(Stored items from a collection)
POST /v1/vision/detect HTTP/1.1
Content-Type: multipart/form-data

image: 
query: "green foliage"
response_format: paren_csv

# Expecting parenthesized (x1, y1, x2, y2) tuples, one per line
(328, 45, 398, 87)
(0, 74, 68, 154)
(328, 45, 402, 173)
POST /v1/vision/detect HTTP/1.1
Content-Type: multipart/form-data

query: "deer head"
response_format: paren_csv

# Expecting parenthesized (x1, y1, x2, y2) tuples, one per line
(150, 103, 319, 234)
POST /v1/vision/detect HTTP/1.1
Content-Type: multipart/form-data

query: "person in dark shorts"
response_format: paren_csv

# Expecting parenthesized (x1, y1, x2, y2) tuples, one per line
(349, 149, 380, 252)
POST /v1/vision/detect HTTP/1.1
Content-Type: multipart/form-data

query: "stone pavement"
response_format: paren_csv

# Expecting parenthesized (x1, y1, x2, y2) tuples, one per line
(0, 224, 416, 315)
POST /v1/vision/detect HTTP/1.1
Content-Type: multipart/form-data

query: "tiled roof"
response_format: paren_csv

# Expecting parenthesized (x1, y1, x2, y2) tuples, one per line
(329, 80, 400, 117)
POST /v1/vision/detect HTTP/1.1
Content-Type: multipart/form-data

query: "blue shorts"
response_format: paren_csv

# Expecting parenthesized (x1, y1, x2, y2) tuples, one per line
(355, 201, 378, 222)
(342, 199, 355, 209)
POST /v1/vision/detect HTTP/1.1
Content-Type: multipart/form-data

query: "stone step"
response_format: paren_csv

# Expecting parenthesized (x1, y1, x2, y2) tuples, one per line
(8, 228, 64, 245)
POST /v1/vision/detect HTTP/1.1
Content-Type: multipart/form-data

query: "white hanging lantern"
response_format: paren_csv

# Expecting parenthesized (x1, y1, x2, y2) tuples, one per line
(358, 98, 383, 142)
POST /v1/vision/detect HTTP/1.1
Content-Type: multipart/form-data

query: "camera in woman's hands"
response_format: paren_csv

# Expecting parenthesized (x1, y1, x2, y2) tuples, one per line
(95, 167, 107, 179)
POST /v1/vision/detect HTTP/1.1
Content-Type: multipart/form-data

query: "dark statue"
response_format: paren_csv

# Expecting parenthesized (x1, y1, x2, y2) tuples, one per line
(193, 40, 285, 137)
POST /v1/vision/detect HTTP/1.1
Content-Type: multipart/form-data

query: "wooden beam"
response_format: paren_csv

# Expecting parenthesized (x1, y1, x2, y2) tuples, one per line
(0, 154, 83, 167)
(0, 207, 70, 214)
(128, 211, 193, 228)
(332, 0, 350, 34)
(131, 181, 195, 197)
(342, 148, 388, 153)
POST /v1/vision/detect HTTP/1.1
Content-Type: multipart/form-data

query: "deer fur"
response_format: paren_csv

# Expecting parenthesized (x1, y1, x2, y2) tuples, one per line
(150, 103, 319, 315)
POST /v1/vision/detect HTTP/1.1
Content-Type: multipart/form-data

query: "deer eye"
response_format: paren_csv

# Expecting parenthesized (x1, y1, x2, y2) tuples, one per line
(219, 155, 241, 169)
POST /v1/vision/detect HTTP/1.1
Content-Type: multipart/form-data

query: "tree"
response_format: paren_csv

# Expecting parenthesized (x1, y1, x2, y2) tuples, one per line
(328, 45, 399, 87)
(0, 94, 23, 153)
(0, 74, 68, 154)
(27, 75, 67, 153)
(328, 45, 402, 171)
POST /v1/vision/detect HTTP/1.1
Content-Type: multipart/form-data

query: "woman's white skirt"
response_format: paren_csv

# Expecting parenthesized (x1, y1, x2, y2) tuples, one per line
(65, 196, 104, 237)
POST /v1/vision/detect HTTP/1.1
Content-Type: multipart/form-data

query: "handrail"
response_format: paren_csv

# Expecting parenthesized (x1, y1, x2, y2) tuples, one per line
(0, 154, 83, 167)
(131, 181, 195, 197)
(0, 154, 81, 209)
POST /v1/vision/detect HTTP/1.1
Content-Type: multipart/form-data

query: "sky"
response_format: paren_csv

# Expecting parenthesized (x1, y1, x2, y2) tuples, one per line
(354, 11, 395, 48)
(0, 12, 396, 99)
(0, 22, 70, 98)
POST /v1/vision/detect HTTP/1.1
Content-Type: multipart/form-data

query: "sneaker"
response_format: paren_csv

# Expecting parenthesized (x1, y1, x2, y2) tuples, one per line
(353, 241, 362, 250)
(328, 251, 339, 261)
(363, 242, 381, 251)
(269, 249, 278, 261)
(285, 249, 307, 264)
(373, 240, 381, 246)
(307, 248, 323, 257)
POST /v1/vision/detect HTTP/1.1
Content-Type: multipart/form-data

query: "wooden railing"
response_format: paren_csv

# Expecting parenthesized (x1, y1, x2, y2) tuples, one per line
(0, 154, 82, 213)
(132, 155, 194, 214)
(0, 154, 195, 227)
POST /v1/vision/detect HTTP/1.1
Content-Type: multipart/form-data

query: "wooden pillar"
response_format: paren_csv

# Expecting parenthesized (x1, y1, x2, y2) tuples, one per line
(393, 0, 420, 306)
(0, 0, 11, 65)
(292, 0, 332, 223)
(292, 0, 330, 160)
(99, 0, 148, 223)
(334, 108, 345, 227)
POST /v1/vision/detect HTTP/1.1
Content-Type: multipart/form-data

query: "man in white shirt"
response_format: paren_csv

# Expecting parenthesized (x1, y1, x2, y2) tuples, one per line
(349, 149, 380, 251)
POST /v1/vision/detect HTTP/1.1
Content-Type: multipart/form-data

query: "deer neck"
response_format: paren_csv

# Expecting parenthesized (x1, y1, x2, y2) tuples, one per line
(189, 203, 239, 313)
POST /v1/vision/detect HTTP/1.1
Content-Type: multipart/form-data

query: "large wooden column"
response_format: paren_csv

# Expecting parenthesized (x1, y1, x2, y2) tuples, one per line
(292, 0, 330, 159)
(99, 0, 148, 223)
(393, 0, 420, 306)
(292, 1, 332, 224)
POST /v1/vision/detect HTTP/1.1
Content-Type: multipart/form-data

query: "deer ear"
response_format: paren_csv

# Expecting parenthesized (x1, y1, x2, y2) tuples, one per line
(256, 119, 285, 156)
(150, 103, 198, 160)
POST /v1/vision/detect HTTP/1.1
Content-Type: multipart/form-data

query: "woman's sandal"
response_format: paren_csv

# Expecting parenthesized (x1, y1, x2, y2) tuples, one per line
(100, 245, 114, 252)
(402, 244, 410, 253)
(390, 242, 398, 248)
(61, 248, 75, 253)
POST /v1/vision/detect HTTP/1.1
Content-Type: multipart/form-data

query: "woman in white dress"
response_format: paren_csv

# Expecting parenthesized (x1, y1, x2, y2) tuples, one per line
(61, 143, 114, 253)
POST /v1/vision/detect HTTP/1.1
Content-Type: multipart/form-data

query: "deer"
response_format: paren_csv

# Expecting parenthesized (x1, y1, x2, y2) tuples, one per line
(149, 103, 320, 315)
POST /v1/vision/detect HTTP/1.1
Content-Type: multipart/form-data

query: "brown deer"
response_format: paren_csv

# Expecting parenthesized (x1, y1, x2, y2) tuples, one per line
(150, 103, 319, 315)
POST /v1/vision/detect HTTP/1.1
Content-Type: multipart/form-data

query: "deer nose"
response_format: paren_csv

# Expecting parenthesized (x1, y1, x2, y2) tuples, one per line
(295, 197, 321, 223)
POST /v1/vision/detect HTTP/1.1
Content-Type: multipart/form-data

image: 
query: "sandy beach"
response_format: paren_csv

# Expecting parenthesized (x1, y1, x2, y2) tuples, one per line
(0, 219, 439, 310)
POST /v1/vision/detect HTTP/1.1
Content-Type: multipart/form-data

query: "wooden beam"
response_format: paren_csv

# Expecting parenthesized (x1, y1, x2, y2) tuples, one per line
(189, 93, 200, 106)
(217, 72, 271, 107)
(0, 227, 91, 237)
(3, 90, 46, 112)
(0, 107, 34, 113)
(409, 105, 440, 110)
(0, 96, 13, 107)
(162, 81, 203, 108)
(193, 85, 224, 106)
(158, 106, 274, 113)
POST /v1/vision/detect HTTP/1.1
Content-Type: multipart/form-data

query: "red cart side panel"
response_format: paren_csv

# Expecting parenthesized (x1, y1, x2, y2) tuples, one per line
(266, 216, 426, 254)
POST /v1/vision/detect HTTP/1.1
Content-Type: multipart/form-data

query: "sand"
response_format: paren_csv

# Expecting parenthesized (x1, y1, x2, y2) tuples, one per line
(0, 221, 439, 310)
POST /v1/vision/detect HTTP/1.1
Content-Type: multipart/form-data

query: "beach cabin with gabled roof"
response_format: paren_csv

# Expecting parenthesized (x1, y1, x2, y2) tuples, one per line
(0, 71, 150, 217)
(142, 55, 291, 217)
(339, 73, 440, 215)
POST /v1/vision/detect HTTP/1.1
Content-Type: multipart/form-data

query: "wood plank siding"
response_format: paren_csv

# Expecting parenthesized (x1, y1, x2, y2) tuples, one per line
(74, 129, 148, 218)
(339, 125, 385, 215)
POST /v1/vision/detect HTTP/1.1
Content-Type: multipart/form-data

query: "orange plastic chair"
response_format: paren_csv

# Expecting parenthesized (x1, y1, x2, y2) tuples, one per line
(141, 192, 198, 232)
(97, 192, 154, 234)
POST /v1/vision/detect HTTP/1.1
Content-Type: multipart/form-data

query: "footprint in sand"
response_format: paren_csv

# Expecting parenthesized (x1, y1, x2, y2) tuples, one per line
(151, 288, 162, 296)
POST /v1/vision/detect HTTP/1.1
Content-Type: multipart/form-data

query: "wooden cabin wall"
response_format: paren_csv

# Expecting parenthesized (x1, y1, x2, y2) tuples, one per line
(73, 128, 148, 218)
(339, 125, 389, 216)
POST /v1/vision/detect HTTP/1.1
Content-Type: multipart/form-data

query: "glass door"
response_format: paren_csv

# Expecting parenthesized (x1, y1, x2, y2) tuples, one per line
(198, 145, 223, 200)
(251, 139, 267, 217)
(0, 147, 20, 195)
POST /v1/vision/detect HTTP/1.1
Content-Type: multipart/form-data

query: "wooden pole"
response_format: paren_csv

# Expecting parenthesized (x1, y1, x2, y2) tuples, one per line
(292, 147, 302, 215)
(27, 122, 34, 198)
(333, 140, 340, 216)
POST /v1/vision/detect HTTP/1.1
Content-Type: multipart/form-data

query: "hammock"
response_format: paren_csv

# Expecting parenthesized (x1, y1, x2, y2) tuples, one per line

* **Exercise**: Bring together each line above where the string "deer" turns up.

* **Task solution**:
query: "deer head"
query: "deer fur"
query: "deer eye"
query: "deer neck"
query: "deer ear"
query: "deer"
query: "brown deer"
query: "deer nose"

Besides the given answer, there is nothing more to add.